-- START --

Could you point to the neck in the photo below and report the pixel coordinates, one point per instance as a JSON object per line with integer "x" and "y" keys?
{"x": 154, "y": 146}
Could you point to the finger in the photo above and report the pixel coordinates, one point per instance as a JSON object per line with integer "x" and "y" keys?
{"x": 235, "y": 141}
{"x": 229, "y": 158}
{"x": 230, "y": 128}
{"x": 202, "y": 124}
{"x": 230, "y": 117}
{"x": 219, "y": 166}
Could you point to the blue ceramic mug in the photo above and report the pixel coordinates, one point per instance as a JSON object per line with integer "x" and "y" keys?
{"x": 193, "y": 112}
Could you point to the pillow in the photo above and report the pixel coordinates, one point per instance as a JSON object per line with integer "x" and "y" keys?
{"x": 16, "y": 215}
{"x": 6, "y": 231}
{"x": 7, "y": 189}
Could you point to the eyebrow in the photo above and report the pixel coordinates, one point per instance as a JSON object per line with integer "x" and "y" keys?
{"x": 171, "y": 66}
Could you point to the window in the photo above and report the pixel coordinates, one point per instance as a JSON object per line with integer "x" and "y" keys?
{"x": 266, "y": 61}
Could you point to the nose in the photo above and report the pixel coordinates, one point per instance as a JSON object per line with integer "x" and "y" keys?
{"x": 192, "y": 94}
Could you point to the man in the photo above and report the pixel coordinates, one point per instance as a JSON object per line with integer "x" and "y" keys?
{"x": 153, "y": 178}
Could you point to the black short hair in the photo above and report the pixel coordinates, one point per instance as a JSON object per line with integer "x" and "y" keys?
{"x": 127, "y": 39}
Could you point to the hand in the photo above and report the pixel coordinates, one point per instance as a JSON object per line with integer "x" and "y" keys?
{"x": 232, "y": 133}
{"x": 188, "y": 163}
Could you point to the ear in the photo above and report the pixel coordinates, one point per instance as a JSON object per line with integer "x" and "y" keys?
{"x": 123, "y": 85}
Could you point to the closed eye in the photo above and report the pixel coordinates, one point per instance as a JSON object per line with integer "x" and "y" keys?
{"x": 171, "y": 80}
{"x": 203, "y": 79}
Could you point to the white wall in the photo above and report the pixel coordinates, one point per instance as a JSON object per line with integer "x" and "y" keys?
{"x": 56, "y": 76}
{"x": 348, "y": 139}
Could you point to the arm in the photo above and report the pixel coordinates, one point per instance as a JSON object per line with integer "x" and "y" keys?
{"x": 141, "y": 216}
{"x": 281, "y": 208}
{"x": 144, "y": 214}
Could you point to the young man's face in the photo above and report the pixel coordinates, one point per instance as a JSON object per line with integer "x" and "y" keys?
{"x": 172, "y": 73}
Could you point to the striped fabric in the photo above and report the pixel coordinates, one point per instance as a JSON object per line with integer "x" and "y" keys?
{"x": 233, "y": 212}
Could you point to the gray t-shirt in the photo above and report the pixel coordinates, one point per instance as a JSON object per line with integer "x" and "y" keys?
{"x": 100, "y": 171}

-- END --

*INSTRUCTION*. Every entry above should be retyped exactly as shown.

*OUTPUT OF THE TASK*.
Could you point to the neck in the photo below and report the pixel coordinates, one point per instance as a JSON object per line with integer "x" and "y" keys?
{"x": 154, "y": 146}
Could you point to the finger in the photo above and report the pixel coordinates, one point per instance as a JSON object per line with integer "x" and "y" keys?
{"x": 235, "y": 141}
{"x": 229, "y": 158}
{"x": 230, "y": 128}
{"x": 202, "y": 124}
{"x": 230, "y": 117}
{"x": 219, "y": 166}
Could you point to the blue ceramic mug in the photo above and report the pixel coordinates, one point per instance as a JSON object per line with integer "x" and "y" keys?
{"x": 193, "y": 112}
Could you point to the pillow in the photo above and report the pixel coordinates, one point per instance as a JSON object per line with integer "x" and "y" keys?
{"x": 16, "y": 215}
{"x": 6, "y": 231}
{"x": 7, "y": 189}
Could you point to the eyebrow in the photo above and report the pixel coordinates, one point per instance as a JSON object per line with integer "x" and "y" keys?
{"x": 171, "y": 66}
Could you point to the window in the photo above and report the pixel coordinates, one point per instance as a JSON object per line with integer "x" and "y" keys?
{"x": 266, "y": 61}
Could you point to the nose in the photo above and report the pixel coordinates, one point per instance as a JSON object per line with integer "x" and "y" keys?
{"x": 192, "y": 94}
Could you point to the man in the photo above and report the pixel coordinates, one point per instance as a JSON object per line with integer "x" and "y" keys?
{"x": 153, "y": 178}
Could you point to the black short hair in the photo above and report the pixel coordinates, one point per instance as a JSON object per line with integer "x" and "y" keys?
{"x": 127, "y": 39}
Could you point to the hand in the photo above and report the pixel coordinates, one point per instance as a JSON object per line with integer "x" and "y" keys?
{"x": 232, "y": 133}
{"x": 188, "y": 163}
Could you point to the ear in the photo above and report the pixel coordinates, one point per instance as a JSON object per line with integer "x" and "y" keys?
{"x": 123, "y": 85}
Could you point to the closed eye in the photo above and report the pixel coordinates, one point per instance as a JSON object per line with integer "x" and "y" keys?
{"x": 171, "y": 80}
{"x": 203, "y": 79}
Could you point to the white wall in the photo above and report the pixel coordinates, one point per instance as a JSON object per line with integer "x" and "y" keys?
{"x": 56, "y": 76}
{"x": 348, "y": 139}
Could you point to the arm in the photo above and report the pixel coordinates, one point per instance as a JSON object per line with integer "x" and "y" keys?
{"x": 141, "y": 216}
{"x": 281, "y": 208}
{"x": 144, "y": 214}
Could you point to the young man's face in the photo above and report the pixel coordinates, one point per instance as a JSON object per line with integer "x" and "y" keys?
{"x": 172, "y": 73}
Could you point to the striped fabric in the photo above and report the pixel coordinates, one point per instance as a JSON object per line with integer "x" and "y" keys?
{"x": 233, "y": 212}
Could you point to the gray t-shirt in the photo above and report the pixel coordinates, one point per instance as a JSON object per line with integer "x" and "y" keys?
{"x": 100, "y": 171}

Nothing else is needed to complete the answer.